*WHAT IS NEEDED*. Extract exactly and only the lines from the one containing "of the pasta" through the end of the entries below. Pictures should not appear in the copy.

*THE RECORDS*.
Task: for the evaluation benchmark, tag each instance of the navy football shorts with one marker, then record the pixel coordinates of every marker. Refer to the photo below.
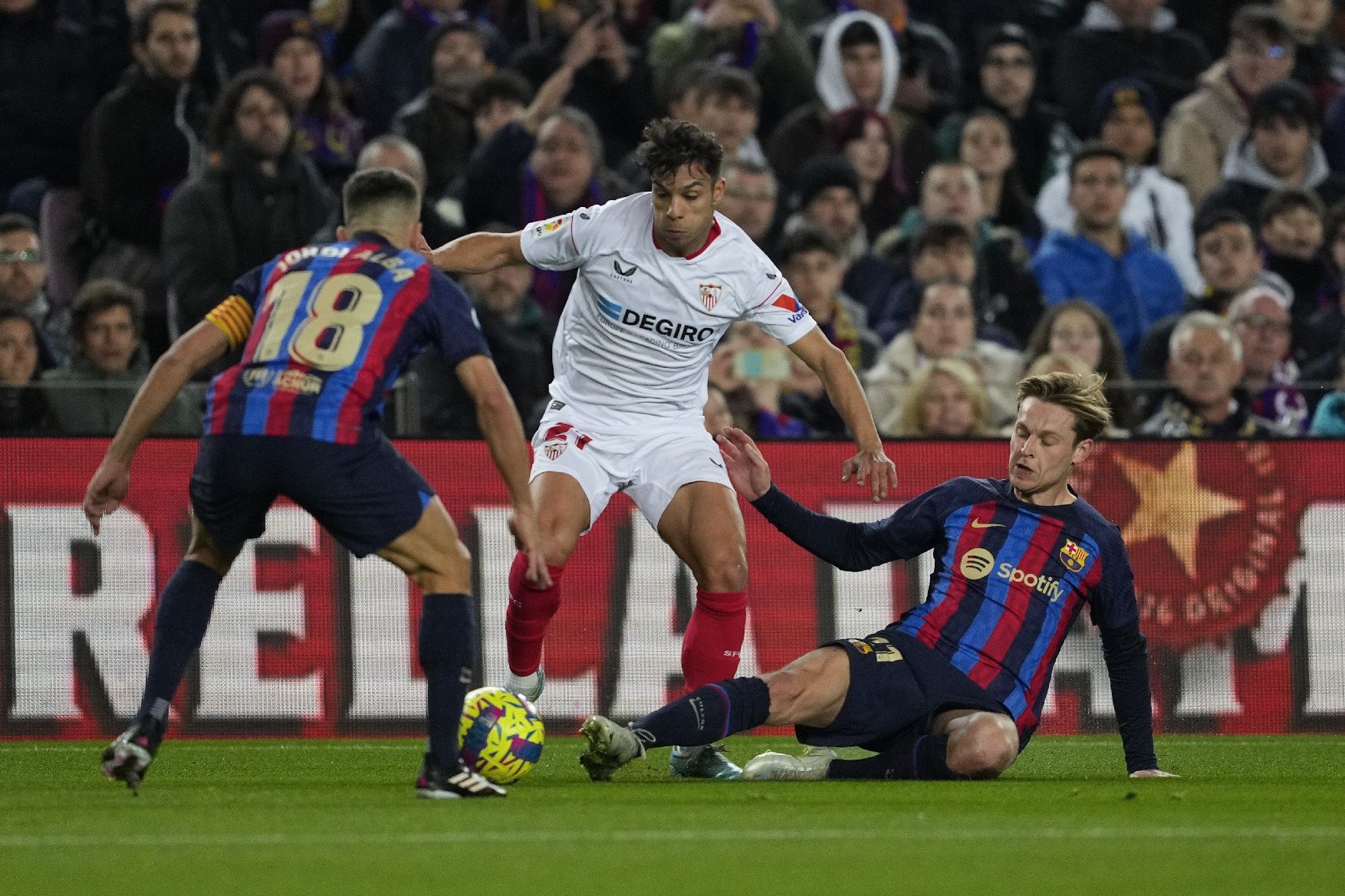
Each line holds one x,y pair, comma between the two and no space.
365,495
897,688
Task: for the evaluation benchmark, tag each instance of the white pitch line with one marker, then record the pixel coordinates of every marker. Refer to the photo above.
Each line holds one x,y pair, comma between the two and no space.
483,837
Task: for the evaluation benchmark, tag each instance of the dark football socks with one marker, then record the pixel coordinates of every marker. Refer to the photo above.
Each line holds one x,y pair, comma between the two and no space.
179,626
447,653
706,714
918,757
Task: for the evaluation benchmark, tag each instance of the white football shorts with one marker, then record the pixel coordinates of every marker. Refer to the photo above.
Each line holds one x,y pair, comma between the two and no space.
649,466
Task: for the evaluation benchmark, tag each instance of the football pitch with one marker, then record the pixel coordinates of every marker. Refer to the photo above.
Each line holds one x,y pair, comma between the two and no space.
242,817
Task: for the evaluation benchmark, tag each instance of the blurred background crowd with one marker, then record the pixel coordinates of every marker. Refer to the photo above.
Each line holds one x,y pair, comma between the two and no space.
958,190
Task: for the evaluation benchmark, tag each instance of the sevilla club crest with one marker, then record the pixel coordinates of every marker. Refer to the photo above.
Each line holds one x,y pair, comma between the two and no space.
710,295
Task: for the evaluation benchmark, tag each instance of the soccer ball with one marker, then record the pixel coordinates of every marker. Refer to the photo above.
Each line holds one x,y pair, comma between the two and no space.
501,735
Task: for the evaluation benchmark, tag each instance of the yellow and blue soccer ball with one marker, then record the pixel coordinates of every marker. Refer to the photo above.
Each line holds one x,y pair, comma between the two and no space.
501,735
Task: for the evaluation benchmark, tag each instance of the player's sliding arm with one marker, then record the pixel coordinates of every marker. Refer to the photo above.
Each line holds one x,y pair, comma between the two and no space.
202,345
869,464
845,545
475,253
503,431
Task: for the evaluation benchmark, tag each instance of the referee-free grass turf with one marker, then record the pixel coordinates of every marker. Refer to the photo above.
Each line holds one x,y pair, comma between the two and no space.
242,817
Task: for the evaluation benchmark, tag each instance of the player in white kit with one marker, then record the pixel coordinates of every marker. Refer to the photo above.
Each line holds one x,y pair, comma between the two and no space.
661,277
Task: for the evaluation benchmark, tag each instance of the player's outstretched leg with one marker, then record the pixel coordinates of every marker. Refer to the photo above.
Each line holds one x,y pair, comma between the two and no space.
699,719
180,623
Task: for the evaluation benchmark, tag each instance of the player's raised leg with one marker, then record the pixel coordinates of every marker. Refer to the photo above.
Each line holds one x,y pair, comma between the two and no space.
704,527
180,623
435,559
563,513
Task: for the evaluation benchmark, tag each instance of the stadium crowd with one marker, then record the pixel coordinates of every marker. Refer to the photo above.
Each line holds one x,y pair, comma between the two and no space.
959,192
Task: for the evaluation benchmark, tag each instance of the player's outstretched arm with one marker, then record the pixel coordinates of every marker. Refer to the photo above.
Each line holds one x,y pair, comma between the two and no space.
869,466
503,431
475,253
202,345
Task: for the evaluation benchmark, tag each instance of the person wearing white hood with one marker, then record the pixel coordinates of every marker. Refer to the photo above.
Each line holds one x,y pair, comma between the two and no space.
1126,119
1281,151
857,66
1122,38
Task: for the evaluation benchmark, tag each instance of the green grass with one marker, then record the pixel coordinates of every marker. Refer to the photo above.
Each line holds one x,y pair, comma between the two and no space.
1250,816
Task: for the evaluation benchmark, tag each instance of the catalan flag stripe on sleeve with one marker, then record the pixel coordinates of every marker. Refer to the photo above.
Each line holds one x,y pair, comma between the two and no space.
235,318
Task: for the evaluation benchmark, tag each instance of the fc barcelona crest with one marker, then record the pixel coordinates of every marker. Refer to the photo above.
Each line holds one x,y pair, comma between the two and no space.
1072,556
710,295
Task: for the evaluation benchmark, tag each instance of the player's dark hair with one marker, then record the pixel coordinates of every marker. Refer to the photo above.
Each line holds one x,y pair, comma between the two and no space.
100,295
1218,218
858,34
809,237
505,85
669,146
1093,149
724,81
12,221
940,233
144,21
226,110
371,187
1082,395
1284,201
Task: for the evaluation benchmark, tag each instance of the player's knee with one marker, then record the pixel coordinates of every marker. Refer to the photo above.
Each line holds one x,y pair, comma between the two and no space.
985,748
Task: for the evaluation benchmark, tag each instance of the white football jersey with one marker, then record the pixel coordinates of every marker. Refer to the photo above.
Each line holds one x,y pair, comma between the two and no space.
640,327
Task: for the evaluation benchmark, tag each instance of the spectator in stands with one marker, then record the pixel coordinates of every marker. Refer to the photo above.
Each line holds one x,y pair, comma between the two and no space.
1281,151
744,34
1009,77
1262,323
727,105
945,327
1120,38
392,151
813,260
1291,231
388,67
439,120
48,93
519,338
858,67
1230,263
92,393
23,279
863,137
613,85
1205,366
749,201
1318,64
23,408
1126,119
945,400
1103,263
1202,128
158,113
986,146
1006,291
931,71
528,172
291,46
256,197
1079,330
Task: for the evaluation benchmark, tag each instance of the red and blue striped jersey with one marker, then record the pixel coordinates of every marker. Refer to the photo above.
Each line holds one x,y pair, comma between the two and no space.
326,331
1009,582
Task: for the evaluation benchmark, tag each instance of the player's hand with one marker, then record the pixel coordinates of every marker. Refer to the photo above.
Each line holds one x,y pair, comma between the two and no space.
528,537
747,468
874,468
107,490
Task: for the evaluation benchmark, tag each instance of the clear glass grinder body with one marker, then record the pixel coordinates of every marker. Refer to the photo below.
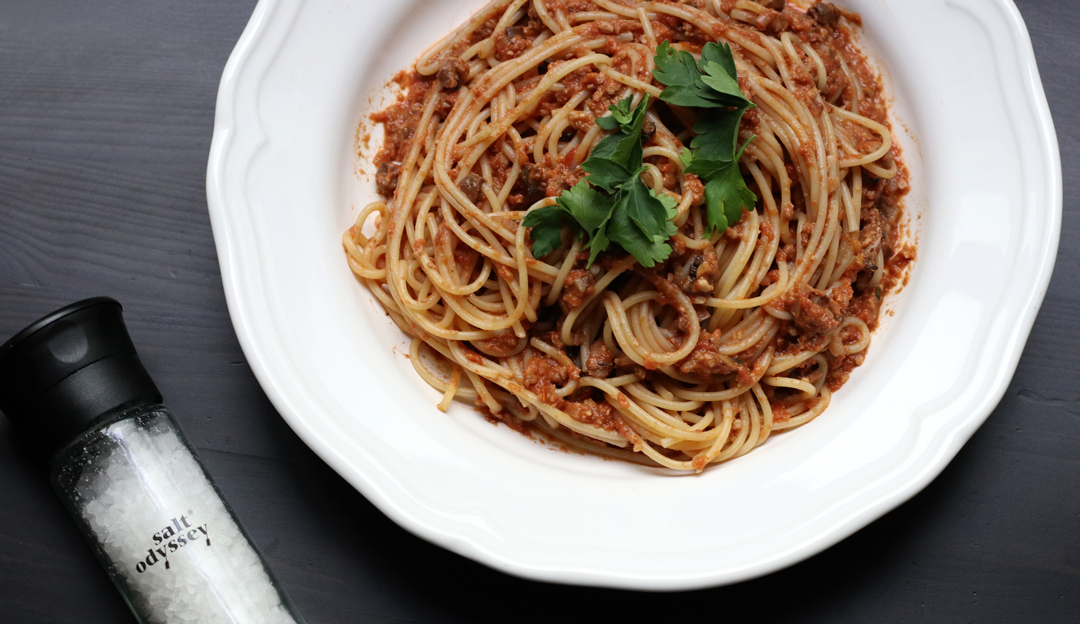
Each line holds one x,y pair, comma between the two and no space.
159,526
78,395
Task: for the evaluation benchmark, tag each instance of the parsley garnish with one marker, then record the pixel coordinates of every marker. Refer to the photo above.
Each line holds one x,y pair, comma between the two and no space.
711,83
613,205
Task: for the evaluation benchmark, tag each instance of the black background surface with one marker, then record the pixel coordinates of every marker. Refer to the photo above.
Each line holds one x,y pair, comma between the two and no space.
106,112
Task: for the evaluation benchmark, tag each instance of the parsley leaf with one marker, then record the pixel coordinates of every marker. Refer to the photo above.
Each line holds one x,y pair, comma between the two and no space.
648,212
624,147
677,70
712,84
726,191
585,205
717,132
547,233
611,204
622,116
645,248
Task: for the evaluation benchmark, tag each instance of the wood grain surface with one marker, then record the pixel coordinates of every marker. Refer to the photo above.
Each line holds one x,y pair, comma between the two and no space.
106,112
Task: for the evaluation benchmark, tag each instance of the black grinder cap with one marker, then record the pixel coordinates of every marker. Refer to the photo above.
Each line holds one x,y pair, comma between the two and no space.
65,370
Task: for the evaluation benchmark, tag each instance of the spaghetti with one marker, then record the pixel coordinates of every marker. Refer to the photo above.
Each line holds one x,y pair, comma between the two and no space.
694,361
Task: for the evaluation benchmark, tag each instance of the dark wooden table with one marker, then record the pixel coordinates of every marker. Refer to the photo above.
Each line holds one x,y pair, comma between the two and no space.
106,110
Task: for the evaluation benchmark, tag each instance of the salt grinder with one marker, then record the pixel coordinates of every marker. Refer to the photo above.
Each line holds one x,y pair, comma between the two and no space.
75,389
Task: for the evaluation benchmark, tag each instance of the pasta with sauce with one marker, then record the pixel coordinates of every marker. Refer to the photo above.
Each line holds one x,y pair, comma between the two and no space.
699,358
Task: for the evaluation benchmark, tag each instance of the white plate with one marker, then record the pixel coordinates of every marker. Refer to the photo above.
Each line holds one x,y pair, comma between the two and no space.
282,187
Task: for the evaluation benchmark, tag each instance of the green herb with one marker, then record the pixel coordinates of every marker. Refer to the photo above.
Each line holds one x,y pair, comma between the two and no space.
713,84
612,204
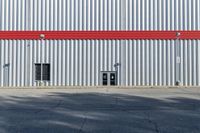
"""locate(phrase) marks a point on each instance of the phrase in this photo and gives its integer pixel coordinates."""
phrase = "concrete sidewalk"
(100, 110)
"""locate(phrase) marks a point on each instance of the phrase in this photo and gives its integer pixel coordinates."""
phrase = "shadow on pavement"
(98, 113)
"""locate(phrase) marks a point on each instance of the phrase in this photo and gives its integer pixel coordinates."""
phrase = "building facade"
(96, 62)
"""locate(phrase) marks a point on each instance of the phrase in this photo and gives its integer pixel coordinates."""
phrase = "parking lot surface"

*PROBLEM SOLUTION*.
Task: for the evaluation benchmark, tag each instance of the pasta with sauce with one marker, then record the pixel coordinates of every marker. Refer to the photo above.
Each line holds one x,y pair, comma between the two and no space.
699,358
Task: for the evaluation benchmark, tag each instance of the white plate with one marker, then record the pixel coordinates of every marker. Refer to the photo above.
Each line holds one x,y pair, comma between the two and no space.
282,187
Task: for the evaluation benchmark, tag each instance of the green herb with one marker, then record the pixel coordinates of every marker. Refer to the photo above.
Each line holds one x,y pair, comma between the two and no space.
713,84
612,204
"""locate(phrase) marks a point on each instance of the phrase in this photo and gives its integer pixel coordinates."""
phrase = "concrete sidewalk"
(100, 110)
"""locate(phrase) marks a point on each instance of the phrase in this photo and gives its integer pixel coordinates."""
phrase = "shadow on pavement"
(98, 113)
"""locate(phrase) marks a point on each instance of the phrase in this photo and gives its integer pixel coordinates."""
phrase = "building facade"
(96, 62)
"""locate(phrase) marks a point on each instance of the phrase in this photo and gives its integer pixel coordinates."""
phrase = "parking lot surface"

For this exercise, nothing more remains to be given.